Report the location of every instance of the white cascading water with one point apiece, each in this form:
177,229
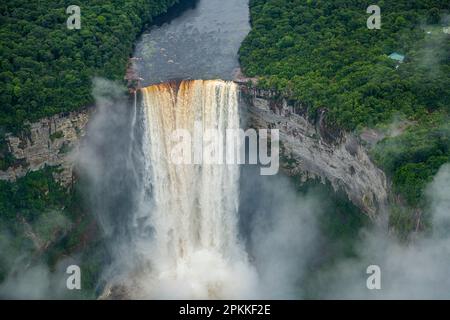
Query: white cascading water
195,251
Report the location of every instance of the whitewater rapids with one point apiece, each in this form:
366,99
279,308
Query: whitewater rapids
194,251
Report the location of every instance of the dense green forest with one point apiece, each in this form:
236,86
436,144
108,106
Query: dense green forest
46,68
41,222
322,54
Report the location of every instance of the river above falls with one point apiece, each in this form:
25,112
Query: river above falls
197,41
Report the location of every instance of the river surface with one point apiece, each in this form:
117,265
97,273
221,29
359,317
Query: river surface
197,42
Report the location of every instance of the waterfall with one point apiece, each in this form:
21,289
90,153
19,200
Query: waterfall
194,251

=== Exercise ===
Return all of the items above word for word, without the pictures.

=== Expected answer ===
Report the location of every instance of the white cascading water with one point apiece, each in this form:
177,229
Query: white cascading water
195,251
Report the location of every instance of the whitewater rapids with one point apiece, each in this form:
366,99
279,308
Query: whitewater rapids
194,251
Report the location of every instance of the dense green forest with one point apiece, each in this form:
236,86
436,144
108,106
Query: dense green forest
46,68
41,222
322,54
Report the location of every instance of the river above falls with one point apiece, each in this form:
25,112
Query: river above falls
197,41
Report the location of every instance of the river surface with one point apiece, each in this form:
117,265
97,273
221,29
359,317
Query: river surface
197,42
Report the location of every instance of the waterfall with one point apiece, each in this form:
21,289
90,153
19,200
Query: waterfall
194,251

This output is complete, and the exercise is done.